What to produce: Please repeat all of the listing exactly.
········
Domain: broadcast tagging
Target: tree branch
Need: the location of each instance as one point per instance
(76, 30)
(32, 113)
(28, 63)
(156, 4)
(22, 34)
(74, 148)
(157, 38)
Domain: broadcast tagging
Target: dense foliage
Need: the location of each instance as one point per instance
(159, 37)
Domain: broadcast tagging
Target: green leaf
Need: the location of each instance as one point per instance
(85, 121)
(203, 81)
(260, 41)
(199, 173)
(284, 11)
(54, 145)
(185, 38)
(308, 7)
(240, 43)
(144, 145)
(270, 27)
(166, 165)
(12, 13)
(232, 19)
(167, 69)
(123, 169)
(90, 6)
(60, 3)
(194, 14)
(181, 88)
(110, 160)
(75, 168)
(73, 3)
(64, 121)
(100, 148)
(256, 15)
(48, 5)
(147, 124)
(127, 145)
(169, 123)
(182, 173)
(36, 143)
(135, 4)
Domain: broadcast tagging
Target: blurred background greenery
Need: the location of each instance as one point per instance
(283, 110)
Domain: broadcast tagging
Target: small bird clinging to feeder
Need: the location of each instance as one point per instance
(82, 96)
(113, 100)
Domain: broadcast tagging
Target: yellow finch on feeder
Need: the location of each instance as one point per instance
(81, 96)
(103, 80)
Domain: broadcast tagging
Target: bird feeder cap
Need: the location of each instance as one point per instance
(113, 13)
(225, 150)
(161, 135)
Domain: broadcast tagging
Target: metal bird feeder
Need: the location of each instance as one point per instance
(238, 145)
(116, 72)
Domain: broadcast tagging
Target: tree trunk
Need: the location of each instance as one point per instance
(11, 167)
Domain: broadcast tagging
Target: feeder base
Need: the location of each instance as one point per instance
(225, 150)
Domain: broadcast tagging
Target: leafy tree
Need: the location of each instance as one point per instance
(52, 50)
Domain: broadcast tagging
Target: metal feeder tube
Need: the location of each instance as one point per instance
········
Written response:
Domain: broadcast tagging
Target: tree branch
Need: the location of each instance as one point per instance
(76, 30)
(32, 113)
(28, 63)
(156, 4)
(22, 34)
(74, 148)
(157, 38)
Domain: broadcast tagging
Target: dense foliage
Need: the location of each instance as one point per instance
(159, 37)
Domain: broadcast tagging
Target: green leaf
Need: the location of each instance as one point per instance
(85, 121)
(203, 81)
(260, 41)
(199, 173)
(284, 11)
(54, 145)
(185, 38)
(308, 7)
(240, 43)
(144, 145)
(270, 27)
(166, 165)
(12, 13)
(232, 19)
(167, 69)
(123, 169)
(90, 6)
(60, 3)
(194, 14)
(181, 88)
(110, 160)
(75, 168)
(73, 3)
(64, 121)
(100, 148)
(256, 15)
(48, 5)
(147, 124)
(127, 145)
(169, 123)
(182, 173)
(36, 143)
(135, 4)
Domain: broadcast tagging
Target: blurred background greenery
Need: the location of each instance as one point per instance
(283, 110)
Domain: broadcast tagging
Target: small bird clinging to feeder
Need: the location of each instance as one point per instance
(82, 96)
(113, 100)
Domain: broadcast tagging
Target: yellow finch on feeder
Need: the location of each instance as one point per instance
(81, 96)
(103, 80)
Domain: broadcast tagging
Target: bird feeder cap
Need: the location of each instance as one point per instance
(113, 13)
(225, 150)
(161, 135)
Domain: broadcast tagging
Target: metal bird feeder
Need: the location of each instance as one point per instance
(238, 145)
(116, 72)
Domain: broadcast tagging
Target: tree trunk
Need: the location of each instance as one point per instance
(11, 167)
Domain: broadcast tagging
Target: feeder base
Need: the location of each instance as one point per instance
(225, 150)
Domain: broadcast tagging
Target: leafy tree
Need: the location of each instance as one point per instance
(52, 50)
Domain: broadcast tagging
Target: metal feeder tube
Need: the location of each instance as one point per instance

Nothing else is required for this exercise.